• Exercise data
---------------

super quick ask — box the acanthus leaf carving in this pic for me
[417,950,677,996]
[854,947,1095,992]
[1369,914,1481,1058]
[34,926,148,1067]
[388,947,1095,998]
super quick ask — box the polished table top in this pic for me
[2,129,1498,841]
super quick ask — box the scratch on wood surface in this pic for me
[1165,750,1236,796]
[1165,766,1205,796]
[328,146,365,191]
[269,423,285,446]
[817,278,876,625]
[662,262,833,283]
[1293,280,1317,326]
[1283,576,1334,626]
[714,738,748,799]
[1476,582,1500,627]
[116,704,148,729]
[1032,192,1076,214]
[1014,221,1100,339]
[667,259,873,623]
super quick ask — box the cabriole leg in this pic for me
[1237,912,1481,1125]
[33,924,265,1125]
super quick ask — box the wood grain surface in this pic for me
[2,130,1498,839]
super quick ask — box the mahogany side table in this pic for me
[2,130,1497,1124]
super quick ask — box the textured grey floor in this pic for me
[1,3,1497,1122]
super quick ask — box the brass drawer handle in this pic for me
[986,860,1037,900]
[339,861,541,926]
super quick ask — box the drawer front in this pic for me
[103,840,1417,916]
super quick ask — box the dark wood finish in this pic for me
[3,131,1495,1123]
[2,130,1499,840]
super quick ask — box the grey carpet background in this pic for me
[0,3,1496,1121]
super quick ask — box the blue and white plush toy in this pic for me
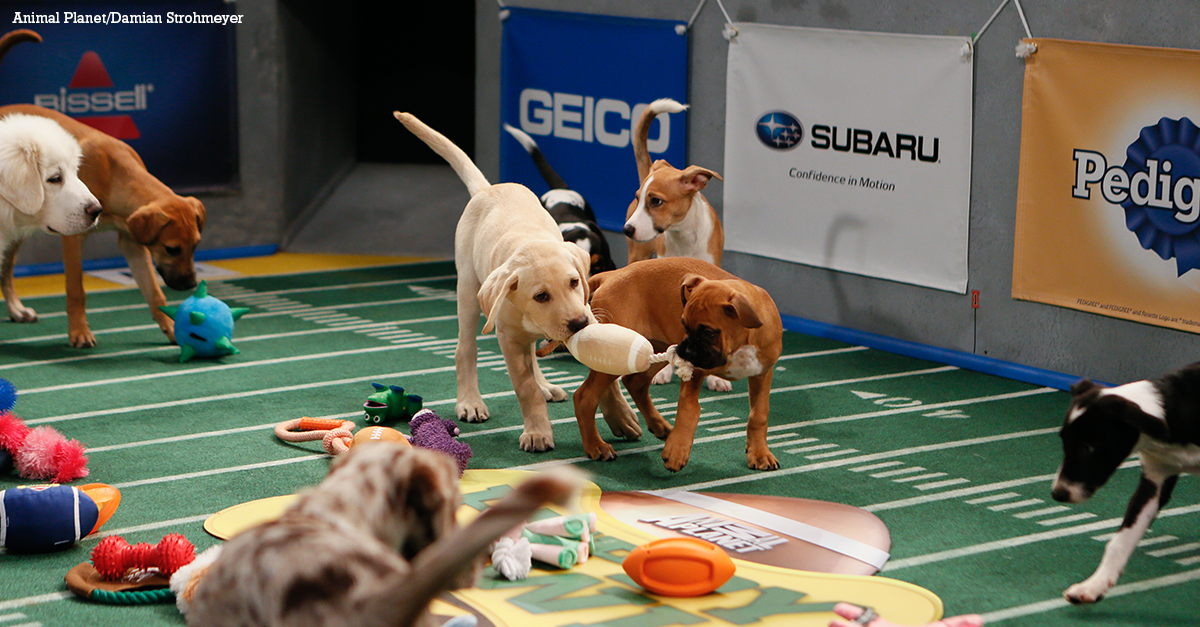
[159,281,250,363]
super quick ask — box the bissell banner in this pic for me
[723,24,973,293]
[1013,39,1200,333]
[0,0,239,192]
[500,7,688,231]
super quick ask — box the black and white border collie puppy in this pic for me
[503,124,616,276]
[1051,363,1200,604]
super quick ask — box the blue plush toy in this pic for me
[159,281,250,363]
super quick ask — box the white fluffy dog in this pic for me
[0,113,101,321]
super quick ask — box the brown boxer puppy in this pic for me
[573,257,782,472]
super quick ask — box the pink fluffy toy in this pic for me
[0,412,89,484]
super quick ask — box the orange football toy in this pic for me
[622,537,736,597]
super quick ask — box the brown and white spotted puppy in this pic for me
[186,443,581,627]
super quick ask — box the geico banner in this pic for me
[500,7,687,231]
[1013,39,1200,333]
[1,0,238,192]
[723,24,973,293]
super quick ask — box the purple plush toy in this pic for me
[408,409,472,477]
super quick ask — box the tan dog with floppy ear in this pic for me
[0,104,206,348]
[394,110,595,453]
[572,257,782,472]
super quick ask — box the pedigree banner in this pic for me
[1013,39,1200,333]
[723,24,973,293]
[500,8,688,231]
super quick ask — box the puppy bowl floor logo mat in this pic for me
[204,470,942,627]
[601,490,891,576]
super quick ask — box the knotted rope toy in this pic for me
[558,323,696,380]
[65,533,197,604]
[274,417,361,455]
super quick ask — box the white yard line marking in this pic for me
[980,567,1200,623]
[989,498,1044,511]
[892,472,947,483]
[1013,505,1072,519]
[1147,542,1200,558]
[883,504,1200,571]
[849,461,905,473]
[1037,512,1097,526]
[26,363,460,426]
[788,443,840,453]
[871,467,926,479]
[916,478,970,491]
[806,448,860,460]
[964,492,1023,505]
[0,594,72,612]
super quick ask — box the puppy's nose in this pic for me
[567,316,590,334]
[1050,487,1070,503]
[622,223,636,238]
[85,202,102,219]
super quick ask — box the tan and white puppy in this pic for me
[573,257,782,472]
[0,113,101,322]
[394,111,594,452]
[624,99,729,391]
[623,98,723,266]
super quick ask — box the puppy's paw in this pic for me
[605,411,642,440]
[7,304,37,323]
[1064,579,1110,604]
[747,450,780,470]
[652,363,674,385]
[540,383,568,402]
[646,418,673,440]
[661,442,691,472]
[456,400,490,423]
[585,442,617,461]
[705,375,732,392]
[69,328,97,348]
[519,431,555,452]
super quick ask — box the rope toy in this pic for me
[274,417,356,455]
[92,534,196,581]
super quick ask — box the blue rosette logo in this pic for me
[1073,117,1200,275]
[756,111,803,150]
[1123,117,1200,274]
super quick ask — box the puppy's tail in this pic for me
[633,98,688,182]
[0,29,41,66]
[503,123,570,190]
[394,111,491,197]
[388,467,587,627]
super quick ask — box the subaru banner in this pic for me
[1,0,239,192]
[723,24,973,293]
[500,7,688,232]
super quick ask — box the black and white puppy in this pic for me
[503,124,616,276]
[1051,363,1200,604]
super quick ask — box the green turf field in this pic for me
[0,260,1196,626]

---------------

Exact copies of the lines from the one containing "super quick ask — box the purple" through the end of the listing, both included, are the only thing wanted.

super quick ask — box the purple plush toy in this pic for me
[408,409,472,477]
super quick ask — box the tan dog with floppy ear in this pic for me
[0,104,206,348]
[394,110,595,453]
[572,257,782,472]
super quick ask — box the pedigree banner in this pic for me
[1013,39,1200,333]
[723,24,973,293]
[500,8,688,231]
super quick ask — box the puppy bowl floor logo mat in this pic for me
[204,470,942,627]
[601,490,891,576]
super quick ask — box the knotted rope toy in this pic for me
[558,323,696,380]
[65,533,197,604]
[274,417,361,455]
super quick ask — box the white yard line marking in this pic for me
[980,567,1200,623]
[989,498,1044,511]
[892,472,947,483]
[1013,505,1072,519]
[1147,542,1200,558]
[883,504,1200,571]
[849,461,905,473]
[1037,512,1097,526]
[26,363,460,426]
[788,443,840,453]
[871,467,926,479]
[916,478,970,491]
[806,448,860,460]
[964,492,1023,505]
[0,594,72,612]
super quick ask — box the puppy's nose in this pic for me
[567,316,590,334]
[1050,487,1070,503]
[622,223,636,238]
[85,202,102,219]
super quick ask — box the tan and white puppy in this pic for me
[573,257,782,472]
[0,113,101,322]
[394,111,594,452]
[624,99,729,391]
[623,98,723,266]
super quick ask — box the puppy's paw in this pic for me
[605,411,642,440]
[7,304,37,323]
[1064,579,1110,604]
[747,450,780,470]
[652,363,674,385]
[540,383,568,402]
[646,418,673,440]
[661,442,691,472]
[456,400,490,423]
[585,442,617,461]
[705,375,732,392]
[69,328,97,348]
[519,431,555,452]
super quick ask — box the rope toy in this pic for me
[274,417,356,455]
[92,534,196,581]
super quick ask — box the blue rosette logo in this pic for me
[1073,117,1200,275]
[756,111,803,150]
[1123,117,1200,274]
super quick ask — box the puppy's tail in this pic for me
[633,98,688,182]
[0,29,41,66]
[503,123,570,190]
[394,111,491,197]
[388,467,587,627]
super quick ask — box the subaru banner in this pic for me
[1,0,239,192]
[723,24,973,293]
[500,7,688,232]
super quick ask — box the black and white puppy in this pic for me
[503,124,616,276]
[1051,363,1200,604]
super quick ask — box the green turf field in this pic for me
[0,260,1196,626]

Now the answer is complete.